> _RECORDS PROVIDED_

----------

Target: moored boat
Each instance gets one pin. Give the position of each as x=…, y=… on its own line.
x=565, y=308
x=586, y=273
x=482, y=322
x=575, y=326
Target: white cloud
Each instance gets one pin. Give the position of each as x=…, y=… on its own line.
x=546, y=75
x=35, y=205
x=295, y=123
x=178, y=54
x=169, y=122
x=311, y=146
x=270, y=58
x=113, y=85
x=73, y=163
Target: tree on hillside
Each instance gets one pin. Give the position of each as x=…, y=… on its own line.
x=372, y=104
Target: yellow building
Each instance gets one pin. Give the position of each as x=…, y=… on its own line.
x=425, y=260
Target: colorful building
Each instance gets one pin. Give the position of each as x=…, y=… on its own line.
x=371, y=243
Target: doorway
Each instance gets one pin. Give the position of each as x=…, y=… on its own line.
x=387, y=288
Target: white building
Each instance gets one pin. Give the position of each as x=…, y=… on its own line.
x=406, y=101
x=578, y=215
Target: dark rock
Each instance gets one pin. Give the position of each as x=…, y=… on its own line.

----------

> _WORK TASK_
Filter the data for the string "building" and copy every line that has it.

> _WORKED SOLUTION_
Target: yellow building
Target: colorful building
Target: white building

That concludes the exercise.